### MATERIAL PROVIDED
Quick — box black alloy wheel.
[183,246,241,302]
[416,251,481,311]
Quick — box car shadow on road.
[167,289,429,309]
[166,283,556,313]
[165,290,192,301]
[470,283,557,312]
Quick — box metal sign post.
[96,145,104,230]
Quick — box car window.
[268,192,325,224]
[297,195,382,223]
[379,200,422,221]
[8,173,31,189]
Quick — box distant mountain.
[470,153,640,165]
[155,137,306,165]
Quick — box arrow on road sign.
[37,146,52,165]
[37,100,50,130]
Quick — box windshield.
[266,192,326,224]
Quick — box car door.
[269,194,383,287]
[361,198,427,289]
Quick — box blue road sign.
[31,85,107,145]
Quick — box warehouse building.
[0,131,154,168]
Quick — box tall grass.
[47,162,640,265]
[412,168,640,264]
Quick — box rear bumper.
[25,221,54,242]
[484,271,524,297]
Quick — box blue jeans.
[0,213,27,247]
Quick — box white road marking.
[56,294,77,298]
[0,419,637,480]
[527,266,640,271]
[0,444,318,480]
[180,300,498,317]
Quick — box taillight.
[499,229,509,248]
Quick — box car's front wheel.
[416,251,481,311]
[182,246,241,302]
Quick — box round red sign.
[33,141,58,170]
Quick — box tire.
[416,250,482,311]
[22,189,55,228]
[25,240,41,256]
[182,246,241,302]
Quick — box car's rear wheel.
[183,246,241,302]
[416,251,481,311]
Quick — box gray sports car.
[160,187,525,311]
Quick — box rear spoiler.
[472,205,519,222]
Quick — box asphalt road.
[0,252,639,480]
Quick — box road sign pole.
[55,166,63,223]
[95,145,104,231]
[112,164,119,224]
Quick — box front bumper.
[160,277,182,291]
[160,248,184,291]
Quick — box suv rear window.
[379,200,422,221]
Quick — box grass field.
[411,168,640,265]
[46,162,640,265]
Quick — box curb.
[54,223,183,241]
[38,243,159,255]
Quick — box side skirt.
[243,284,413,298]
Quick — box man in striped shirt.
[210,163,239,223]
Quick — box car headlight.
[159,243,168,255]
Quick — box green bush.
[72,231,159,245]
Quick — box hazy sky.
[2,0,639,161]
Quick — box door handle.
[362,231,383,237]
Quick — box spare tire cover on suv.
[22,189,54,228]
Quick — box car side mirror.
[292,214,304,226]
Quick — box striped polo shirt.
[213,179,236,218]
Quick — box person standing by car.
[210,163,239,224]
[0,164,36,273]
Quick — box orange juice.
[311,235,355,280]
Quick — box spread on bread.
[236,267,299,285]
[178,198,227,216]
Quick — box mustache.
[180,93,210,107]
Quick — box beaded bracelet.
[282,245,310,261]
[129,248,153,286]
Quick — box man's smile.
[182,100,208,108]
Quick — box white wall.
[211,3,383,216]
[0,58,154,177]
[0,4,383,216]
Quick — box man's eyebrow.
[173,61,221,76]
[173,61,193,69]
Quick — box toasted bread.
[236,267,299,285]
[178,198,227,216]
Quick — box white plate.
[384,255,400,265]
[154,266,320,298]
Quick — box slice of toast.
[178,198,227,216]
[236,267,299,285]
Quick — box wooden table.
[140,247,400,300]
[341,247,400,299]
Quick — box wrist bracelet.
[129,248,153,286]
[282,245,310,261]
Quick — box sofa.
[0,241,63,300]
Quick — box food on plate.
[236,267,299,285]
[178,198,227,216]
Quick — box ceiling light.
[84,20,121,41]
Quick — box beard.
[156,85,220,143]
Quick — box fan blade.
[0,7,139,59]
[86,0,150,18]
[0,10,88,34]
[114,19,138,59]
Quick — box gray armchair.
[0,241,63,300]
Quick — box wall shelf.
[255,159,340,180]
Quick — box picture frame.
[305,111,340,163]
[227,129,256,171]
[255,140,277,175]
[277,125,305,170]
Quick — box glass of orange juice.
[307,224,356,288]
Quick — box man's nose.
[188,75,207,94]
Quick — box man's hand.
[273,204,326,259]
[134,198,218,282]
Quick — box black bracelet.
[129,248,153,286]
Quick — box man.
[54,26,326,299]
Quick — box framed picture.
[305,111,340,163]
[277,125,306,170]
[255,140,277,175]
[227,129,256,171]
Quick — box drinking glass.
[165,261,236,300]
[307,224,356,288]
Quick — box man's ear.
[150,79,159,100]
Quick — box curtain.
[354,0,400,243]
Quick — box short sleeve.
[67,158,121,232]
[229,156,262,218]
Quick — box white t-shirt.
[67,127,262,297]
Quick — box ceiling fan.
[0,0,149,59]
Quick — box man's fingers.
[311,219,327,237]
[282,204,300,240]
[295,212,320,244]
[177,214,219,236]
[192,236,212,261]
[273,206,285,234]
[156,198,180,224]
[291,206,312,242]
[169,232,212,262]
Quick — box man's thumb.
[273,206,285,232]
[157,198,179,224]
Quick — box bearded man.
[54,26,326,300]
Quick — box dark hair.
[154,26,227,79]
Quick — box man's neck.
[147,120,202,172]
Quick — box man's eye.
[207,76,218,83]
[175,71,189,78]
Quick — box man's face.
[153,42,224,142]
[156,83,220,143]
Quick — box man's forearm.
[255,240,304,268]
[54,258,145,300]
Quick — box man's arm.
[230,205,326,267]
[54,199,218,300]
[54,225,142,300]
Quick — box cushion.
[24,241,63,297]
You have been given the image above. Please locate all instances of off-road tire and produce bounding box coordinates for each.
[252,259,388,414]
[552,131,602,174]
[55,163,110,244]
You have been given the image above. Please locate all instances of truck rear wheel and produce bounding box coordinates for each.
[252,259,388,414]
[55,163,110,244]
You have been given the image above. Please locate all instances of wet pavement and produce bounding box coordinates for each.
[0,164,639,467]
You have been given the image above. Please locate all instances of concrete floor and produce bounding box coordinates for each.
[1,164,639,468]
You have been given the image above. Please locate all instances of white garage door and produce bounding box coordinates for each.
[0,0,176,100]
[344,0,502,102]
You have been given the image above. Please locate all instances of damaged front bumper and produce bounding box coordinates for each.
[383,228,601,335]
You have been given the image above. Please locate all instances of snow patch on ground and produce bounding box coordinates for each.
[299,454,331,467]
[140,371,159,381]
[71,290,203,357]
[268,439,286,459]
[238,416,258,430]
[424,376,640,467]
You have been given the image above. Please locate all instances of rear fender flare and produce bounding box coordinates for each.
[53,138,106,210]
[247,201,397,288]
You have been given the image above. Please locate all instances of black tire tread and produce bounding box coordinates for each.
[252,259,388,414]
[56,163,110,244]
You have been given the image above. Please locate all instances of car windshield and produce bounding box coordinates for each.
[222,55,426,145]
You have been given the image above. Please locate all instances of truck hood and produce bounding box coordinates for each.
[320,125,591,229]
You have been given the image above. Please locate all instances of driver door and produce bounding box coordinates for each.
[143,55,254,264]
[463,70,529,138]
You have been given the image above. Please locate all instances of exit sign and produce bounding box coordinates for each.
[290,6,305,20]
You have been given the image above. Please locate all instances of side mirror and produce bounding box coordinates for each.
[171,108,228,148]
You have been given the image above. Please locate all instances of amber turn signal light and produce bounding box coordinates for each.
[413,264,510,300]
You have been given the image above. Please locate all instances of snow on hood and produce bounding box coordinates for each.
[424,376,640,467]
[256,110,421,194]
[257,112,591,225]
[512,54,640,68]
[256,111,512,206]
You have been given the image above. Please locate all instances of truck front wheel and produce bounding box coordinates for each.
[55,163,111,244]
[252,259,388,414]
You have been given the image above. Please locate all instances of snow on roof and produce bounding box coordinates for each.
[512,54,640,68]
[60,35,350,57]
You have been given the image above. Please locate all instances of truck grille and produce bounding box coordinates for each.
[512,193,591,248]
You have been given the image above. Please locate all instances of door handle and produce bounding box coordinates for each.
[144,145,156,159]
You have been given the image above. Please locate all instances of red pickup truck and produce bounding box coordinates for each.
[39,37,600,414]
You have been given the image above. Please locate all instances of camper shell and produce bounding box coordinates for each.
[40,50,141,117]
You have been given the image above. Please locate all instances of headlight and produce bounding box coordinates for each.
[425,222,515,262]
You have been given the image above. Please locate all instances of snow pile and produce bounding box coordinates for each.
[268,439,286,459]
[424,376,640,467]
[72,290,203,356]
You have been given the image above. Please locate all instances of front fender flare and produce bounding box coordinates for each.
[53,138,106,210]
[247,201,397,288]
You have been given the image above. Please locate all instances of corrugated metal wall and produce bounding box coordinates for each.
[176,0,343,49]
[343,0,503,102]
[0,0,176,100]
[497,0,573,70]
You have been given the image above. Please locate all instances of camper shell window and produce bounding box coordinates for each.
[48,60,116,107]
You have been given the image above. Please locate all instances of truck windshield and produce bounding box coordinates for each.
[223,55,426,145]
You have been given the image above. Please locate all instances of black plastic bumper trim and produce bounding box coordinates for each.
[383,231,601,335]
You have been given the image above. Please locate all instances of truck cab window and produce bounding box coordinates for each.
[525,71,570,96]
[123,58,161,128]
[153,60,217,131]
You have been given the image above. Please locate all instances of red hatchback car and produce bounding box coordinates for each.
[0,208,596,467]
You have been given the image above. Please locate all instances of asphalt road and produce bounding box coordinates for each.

### EXERCISE OBJECTIVE
A verbatim copy of the lines from the one with "wall and produce bounding box coordinates for each." to the end of the listing is the whole answer.

### ANSWER AREA
You have been given the image above. Please locate all instances of corrugated metal wall and produce bounding box coordinates for each.
[176,0,343,49]
[343,0,503,102]
[0,0,176,100]
[497,0,573,70]
You have been given the image above. Please locate all instances of camper shell window and produce bounding box coordinates for each.
[48,60,116,107]
You have been given the image above. Please locate all instances of truck windshield and produce bounding box coordinates for each.
[223,55,426,145]
You have been given the image above. Please locate all instances of black plastic bumper trim and produce bounding box coordinates for each.
[383,231,601,335]
You have been given the image above. Please locate all instances of truck cab window and produce bounding box coordinates for each.
[525,71,570,96]
[123,58,161,128]
[153,60,217,131]
You have been given the image above. Please locate all instances of red hatchback car and produce bounding box coordinates for each.
[0,208,596,467]
You have been given the image above. Please locate all instances of asphalt road and produce bounding box coordinates for each.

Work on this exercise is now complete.